Boundary Value Problem

A boundary value problem in mathematics refers to a differential equation (or a system of equations) coupled with a set of additional constraints, known as boundary conditions. In the context of the radiative transport model, it is critical in ensuring we solve for the behavior of radiation across its entire path through the medium. Boundary value problems involve:

• Specifying values or conditions at the boundaries of the domain where the differential equation is defined, such as at the start and the end of a slab of material in the radiative model.
• Ensuring the solution is consistent with these boundary constraints, which often represent physical properties or conservation laws.
• Utilizing techniques like numerical methods or analytical solutions to find the function satisfying both the differential equation and the boundary conditions.

These problems are prevalent in engineering and physics because they often represent real-world conditions like temperature distribution in a rod or voltage across a circuit.

Separable Differential Equations

Separable differential equations are a class of ordinary differential equations (ODEs) that can be rearranged into a form that allows for direct integration on both sides of the equation. This characteristic makes them more straightforward to solve compared to other ODEs that are not separable.To solve a separable differential equation, we follow these general steps:

• Rewrite the equation in the form \( \frac{dy}{dx} = g(y)h(x) \).

**Data entries**
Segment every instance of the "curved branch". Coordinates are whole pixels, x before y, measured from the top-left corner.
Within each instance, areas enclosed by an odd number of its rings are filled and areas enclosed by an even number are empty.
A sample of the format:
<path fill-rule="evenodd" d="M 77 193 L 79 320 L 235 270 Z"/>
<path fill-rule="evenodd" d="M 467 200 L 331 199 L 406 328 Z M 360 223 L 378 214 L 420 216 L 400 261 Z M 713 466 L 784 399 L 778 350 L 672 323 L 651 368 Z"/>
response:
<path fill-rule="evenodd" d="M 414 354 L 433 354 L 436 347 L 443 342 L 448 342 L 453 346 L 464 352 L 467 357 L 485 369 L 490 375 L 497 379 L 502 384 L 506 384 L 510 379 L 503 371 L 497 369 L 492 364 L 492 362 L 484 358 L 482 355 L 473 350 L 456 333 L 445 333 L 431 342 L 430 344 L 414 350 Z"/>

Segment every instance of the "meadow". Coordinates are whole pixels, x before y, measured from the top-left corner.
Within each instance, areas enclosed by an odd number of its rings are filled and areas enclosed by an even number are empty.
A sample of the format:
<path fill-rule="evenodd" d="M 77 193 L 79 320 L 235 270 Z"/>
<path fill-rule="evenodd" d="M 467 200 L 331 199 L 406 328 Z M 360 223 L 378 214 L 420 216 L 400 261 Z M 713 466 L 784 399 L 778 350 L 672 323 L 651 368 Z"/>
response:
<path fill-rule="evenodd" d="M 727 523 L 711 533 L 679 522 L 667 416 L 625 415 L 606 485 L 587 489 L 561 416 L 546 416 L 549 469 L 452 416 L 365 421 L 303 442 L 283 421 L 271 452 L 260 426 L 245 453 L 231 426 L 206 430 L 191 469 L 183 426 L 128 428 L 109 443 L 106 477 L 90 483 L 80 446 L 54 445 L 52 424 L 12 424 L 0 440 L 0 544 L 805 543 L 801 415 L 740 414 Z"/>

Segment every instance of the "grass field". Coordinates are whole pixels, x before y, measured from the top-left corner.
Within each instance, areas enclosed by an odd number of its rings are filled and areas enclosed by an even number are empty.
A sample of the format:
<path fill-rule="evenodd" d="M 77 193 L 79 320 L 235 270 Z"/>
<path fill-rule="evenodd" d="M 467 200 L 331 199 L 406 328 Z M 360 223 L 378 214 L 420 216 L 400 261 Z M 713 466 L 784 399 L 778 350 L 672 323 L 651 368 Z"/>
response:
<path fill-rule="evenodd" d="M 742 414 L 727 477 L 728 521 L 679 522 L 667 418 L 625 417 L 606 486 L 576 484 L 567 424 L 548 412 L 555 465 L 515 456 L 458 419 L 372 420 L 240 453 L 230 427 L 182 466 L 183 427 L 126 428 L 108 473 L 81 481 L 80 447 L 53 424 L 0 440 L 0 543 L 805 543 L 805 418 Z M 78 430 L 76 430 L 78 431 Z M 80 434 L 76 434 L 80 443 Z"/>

**Work required**
Please pick up the explanation of boundary value problems and separable differential equations after its last line and continue it. The records come from a separate source.

**Response to the exercise**
• Separate the variables, bringing all terms involving \( y \) to one side and all terms involving \( x \) to the other: \( g(y)dy = h(x)dx \).
• Integrate both sides independently: \( \int g(y)dy = \int h(x)dx \).
• Solve the resulting equations for \( y \) in terms of \( x \), as necessary.

In the context of the Riccati equation from the exercise, recognizing it as a separable differential equation simplifies the process of solving for the reflection coefficient. This technique is invaluable because it allows for the analytic or numerical solution of more complex systems, aiding in the practical application of theoretical models.